▶ _GIVEN ENTRIES_
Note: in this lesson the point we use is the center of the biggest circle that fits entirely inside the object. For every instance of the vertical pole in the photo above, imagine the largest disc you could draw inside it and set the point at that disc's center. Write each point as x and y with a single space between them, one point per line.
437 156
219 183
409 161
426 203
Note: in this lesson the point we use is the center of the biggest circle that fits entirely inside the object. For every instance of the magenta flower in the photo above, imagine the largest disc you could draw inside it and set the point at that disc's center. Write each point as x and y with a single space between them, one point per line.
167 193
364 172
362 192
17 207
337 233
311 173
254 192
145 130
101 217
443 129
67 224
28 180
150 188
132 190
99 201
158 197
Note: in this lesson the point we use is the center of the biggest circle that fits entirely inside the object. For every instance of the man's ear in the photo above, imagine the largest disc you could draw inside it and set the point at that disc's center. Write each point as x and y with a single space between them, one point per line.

▶ _WHAT THE EXERCISE ASKS_
Could you restate, word for word, every line from the one containing "of the magenta" through the last line of the records above, and nothing more?

▶ _COMPLETED EXERCISE_
Note: in this lesson the point we use is the center of the biggest circle that fits entirely inside the object. For every instance of the magenta flower in the photo above, imagine the largest disc you could draw inside it and set the point at that disc's center. Write each point as x and y with a single space between them, one point per line.
167 193
364 172
362 192
17 207
337 233
311 173
254 192
145 130
101 217
443 129
67 224
28 180
150 188
132 190
99 201
158 197
Note: in this lesson the point we use is the center of the biggest circle that fits entirely inside the object. For every instance of the man's ear in the photo above, imagine the largest disc you could draw inside it and set the point at that disc's center. Write each point as x and y with a single space between them, one point per line.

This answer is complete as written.